» Extrait du texte
---------------

Structure de la bourse aux fleurs : entre ambition et pragmatisme
Nouvelle bourse aux fleurs, Chiètres (FR)
Pour la bourse aux fleurs de Chiètres, l'ingénieur civil Hermann Blumer avait conçu à l’origine une charpente bidirectionnelle : un concept statique initial en parfaite adéquation avec les intentions architecturales. Pourtant, les changements de planificateurs et les contraintes de mise en œuvre et de production l’ont fait évoluer vers un système monodirectionnel. C’est peut-être un détail pour vous, mais pour les ingénieur·es, ça veut dire beaucoup.

---------------

» Section des données
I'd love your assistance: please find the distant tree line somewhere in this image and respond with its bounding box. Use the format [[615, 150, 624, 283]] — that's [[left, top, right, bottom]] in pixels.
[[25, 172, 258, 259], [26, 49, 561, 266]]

---------------

» Travail à réaliser
Réécrivez le passage du texte sur la bourse aux fleurs de Chiètres qui commence par « Structure de la » et se termine par « veut dire beaucoup. », en remplaçant « charpente » par « ossature ».

» Réponse rédigée
Structure de la bourse aux fleurs : entre ambition et pragmatisme
Nouvelle bourse aux fleurs, Chiètres (FR)
Pour la bourse aux fleurs de Chiètres, l'ingénieur civil Hermann Blumer avait conçu à l’origine une ossature bidirectionnelle : un concept statique initial en parfaite adéquation avec les intentions architecturales. Pourtant, les changements de planificateurs et les contraintes de mise en œuvre et de production l’ont fait évoluer vers un système monodirectionnel. C’est peut-être un détail pour vous, mais pour les ingénieur·es, ça veut dire beaucoup.